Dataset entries
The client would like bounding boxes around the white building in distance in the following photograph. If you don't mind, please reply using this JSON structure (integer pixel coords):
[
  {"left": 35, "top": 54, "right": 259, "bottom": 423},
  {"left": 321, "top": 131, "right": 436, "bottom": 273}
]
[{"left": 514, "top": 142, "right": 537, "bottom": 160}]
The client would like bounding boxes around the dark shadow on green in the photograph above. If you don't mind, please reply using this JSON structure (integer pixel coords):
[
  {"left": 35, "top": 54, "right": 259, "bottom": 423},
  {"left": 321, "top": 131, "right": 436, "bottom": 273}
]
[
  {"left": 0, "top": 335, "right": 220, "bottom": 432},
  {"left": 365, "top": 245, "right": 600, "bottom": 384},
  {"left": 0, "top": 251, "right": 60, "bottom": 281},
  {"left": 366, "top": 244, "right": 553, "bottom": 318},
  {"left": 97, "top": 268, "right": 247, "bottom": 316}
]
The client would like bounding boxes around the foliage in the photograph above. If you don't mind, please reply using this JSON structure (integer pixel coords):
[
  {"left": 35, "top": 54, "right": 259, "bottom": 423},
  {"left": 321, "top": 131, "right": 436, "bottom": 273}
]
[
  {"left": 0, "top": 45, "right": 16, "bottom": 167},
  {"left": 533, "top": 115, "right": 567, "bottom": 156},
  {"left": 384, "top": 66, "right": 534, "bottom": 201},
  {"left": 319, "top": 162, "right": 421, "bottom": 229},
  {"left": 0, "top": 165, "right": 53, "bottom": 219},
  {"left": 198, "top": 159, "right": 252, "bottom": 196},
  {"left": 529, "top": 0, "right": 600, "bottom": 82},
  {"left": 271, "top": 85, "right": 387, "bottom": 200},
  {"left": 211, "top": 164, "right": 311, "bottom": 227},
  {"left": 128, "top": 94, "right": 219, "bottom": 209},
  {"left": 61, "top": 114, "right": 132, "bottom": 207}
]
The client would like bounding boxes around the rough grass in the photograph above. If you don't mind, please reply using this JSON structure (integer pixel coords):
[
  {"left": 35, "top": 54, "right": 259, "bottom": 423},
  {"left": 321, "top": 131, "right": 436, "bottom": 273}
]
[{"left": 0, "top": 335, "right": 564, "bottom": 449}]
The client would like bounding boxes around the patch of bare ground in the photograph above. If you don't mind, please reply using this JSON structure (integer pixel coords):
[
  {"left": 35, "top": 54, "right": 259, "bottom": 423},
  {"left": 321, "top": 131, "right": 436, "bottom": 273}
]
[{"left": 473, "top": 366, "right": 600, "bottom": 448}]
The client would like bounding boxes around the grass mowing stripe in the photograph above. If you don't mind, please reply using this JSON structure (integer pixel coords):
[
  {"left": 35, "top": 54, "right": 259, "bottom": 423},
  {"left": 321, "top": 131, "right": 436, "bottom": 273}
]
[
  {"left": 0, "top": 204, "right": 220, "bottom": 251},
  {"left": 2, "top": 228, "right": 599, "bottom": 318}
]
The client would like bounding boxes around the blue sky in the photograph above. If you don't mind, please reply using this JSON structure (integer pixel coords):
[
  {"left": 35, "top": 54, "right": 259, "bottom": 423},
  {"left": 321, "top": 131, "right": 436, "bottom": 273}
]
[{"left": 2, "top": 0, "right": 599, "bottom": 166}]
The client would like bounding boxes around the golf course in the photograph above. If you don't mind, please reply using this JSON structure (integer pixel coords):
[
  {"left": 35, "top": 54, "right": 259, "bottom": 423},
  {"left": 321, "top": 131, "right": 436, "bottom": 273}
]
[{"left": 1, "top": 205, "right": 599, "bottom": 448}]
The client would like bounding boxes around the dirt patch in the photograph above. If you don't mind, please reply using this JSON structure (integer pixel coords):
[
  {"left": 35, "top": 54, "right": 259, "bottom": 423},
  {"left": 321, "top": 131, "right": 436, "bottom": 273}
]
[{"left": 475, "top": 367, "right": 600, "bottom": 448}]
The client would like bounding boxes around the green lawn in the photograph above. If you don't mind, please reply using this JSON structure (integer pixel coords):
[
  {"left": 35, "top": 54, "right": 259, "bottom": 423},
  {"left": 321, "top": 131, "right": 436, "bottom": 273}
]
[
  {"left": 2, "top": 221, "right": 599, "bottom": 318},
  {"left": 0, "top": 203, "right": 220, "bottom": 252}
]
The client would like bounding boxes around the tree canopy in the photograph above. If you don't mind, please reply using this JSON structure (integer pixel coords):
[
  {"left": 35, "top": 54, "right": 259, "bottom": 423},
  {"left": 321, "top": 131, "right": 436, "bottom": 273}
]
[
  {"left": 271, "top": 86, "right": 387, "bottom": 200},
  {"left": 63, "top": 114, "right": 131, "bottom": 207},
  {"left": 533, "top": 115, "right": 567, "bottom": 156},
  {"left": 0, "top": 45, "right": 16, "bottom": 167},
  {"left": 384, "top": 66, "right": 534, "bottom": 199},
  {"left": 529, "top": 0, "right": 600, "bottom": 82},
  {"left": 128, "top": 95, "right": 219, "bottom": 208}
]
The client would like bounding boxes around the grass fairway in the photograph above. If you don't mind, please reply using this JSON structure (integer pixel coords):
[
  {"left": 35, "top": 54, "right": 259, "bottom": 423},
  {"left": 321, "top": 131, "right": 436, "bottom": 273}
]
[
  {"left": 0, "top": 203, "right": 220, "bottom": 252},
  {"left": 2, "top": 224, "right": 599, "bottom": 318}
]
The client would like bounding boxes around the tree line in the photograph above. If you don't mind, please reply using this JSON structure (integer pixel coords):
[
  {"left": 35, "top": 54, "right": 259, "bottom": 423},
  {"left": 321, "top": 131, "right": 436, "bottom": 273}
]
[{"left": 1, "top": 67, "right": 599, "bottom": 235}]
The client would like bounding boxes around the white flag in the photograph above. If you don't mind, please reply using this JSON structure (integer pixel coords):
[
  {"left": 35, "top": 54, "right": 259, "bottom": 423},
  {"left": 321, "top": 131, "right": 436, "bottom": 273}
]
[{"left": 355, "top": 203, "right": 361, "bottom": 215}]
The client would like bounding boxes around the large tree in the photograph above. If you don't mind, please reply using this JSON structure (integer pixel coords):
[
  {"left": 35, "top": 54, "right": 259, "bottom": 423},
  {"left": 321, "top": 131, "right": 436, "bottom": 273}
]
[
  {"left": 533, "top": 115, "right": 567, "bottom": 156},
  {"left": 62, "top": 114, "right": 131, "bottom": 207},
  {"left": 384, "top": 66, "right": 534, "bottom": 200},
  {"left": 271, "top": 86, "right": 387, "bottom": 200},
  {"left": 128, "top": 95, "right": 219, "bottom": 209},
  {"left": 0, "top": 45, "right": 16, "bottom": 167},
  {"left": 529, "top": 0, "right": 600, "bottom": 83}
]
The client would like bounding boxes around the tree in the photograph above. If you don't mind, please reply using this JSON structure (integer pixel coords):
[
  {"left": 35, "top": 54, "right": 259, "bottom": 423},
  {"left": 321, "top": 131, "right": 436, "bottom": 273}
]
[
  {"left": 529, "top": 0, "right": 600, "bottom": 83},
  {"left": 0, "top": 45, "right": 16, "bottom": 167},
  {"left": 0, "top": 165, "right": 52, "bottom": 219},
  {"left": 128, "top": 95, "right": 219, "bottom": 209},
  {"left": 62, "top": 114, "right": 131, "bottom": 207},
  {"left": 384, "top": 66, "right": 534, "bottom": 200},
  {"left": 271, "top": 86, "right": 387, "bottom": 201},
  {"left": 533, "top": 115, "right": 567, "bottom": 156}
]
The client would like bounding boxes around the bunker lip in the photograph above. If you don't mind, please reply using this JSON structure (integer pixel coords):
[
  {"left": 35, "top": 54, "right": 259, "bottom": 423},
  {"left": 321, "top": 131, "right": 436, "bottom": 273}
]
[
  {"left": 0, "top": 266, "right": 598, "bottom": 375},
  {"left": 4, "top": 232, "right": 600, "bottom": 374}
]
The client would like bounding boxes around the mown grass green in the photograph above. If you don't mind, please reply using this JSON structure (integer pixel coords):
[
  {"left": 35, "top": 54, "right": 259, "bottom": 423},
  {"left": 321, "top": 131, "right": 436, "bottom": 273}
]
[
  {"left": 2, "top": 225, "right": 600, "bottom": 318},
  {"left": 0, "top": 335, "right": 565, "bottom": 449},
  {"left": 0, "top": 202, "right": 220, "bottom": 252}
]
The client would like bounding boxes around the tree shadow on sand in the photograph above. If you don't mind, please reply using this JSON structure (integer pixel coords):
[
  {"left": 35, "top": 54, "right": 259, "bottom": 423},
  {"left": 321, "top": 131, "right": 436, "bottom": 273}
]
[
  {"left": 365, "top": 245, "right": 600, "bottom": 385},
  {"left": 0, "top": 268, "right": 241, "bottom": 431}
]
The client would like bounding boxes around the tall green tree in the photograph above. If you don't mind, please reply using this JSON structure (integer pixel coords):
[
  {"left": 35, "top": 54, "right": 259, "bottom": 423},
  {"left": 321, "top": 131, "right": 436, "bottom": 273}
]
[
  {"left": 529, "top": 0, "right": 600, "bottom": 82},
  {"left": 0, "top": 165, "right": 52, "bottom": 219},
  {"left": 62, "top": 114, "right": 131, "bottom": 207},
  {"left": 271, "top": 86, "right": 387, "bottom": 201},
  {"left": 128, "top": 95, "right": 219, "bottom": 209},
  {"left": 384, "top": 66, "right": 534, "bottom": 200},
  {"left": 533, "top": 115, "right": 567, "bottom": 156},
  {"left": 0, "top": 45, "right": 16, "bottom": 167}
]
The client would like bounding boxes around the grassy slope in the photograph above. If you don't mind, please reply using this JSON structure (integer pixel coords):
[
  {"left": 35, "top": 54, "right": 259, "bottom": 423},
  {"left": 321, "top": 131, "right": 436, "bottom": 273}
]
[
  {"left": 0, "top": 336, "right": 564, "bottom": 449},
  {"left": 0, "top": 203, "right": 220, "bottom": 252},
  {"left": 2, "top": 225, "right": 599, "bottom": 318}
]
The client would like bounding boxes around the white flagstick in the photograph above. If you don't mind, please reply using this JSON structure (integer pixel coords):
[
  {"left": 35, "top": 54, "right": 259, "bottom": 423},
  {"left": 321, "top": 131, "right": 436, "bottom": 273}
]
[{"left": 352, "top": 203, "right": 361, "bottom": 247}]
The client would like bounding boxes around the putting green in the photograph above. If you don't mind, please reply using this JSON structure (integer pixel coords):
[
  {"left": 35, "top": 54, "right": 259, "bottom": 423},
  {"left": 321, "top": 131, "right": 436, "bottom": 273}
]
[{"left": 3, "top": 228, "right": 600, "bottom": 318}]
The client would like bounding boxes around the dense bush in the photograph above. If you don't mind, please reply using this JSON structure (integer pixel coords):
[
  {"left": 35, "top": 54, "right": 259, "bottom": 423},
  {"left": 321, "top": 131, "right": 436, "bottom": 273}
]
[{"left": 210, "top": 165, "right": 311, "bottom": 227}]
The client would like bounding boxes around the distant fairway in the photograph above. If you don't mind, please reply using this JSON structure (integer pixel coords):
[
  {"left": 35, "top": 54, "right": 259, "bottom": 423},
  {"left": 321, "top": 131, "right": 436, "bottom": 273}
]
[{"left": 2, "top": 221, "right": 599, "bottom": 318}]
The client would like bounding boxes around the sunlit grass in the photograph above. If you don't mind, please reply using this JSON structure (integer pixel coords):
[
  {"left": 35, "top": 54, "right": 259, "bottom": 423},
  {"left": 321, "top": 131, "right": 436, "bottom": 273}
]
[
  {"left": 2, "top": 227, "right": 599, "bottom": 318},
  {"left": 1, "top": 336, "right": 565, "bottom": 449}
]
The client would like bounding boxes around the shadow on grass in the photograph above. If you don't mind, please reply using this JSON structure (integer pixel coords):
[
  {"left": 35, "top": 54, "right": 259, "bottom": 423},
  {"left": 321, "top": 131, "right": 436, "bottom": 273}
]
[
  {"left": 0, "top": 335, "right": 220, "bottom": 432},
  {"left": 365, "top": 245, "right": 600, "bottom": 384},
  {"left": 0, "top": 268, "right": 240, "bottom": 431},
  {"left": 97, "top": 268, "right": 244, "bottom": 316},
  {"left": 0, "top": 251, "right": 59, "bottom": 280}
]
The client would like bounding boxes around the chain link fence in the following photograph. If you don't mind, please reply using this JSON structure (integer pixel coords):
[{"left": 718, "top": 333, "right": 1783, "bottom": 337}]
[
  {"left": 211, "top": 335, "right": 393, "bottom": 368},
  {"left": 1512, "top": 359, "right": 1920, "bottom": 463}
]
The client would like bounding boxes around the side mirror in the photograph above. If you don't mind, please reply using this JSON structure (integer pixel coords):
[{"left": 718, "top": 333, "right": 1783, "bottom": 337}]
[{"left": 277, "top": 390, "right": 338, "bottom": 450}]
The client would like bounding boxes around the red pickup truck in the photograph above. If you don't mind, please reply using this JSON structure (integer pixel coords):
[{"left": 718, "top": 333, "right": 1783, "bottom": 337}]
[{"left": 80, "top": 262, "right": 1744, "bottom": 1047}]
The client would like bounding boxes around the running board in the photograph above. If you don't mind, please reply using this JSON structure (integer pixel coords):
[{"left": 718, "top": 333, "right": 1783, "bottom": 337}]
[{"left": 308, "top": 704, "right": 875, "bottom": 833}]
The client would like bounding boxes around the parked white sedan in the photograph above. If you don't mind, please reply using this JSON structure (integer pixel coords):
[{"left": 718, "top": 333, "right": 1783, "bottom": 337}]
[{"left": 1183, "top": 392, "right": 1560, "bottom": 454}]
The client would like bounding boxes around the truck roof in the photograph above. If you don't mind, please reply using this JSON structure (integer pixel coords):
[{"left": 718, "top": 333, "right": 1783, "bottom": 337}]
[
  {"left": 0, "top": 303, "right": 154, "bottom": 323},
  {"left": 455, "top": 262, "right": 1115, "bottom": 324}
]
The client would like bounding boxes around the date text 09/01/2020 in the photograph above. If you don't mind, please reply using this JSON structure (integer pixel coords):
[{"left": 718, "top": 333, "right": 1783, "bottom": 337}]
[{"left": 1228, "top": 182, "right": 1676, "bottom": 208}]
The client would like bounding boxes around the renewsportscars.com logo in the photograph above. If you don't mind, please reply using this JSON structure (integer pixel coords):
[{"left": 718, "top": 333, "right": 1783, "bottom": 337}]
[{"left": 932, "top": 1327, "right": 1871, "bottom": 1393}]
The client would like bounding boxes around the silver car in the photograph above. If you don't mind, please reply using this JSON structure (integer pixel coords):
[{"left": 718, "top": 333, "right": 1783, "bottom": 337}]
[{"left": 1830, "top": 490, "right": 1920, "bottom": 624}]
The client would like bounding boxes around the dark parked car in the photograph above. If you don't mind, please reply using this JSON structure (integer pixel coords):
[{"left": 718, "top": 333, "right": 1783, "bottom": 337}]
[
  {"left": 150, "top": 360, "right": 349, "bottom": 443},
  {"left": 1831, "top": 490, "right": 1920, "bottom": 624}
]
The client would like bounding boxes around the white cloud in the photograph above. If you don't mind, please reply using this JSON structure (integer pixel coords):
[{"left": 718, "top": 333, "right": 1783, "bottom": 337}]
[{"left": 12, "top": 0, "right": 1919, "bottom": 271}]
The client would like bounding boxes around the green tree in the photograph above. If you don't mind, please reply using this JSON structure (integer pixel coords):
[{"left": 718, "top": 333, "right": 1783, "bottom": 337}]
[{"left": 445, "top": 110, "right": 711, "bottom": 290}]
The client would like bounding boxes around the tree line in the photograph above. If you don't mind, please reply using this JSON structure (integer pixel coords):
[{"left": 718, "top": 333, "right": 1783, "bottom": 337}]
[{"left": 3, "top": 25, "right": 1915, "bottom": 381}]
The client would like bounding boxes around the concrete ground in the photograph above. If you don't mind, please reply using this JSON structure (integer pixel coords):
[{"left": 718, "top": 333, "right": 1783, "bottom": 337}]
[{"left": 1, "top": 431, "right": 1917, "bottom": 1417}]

» **Exercise instructions**
Above are the records. Identify each line that contains the word "white".

» **Answer to this task**
The client would like bounding boxes around the white building in distance in the following photograph. If you don't mind, please reply using this JSON structure (integer pixel coords):
The client would like bounding boxes around the white flag in the photograph above. If you don't mind, please reply using this JSON structure (integer pixel coords):
The client would like bounding boxes around the white flagstick in the photograph above. If you don't mind, please reply using this JSON structure (integer pixel coords):
The client would like bounding boxes around the parked white sedan in the photograph above. If you don't mind, please reply using this JSON structure (integer pixel coords):
The client would like bounding boxes around the white cloud in the photograph above. If you don't mind, please reply using this JSON structure (integer pixel coords):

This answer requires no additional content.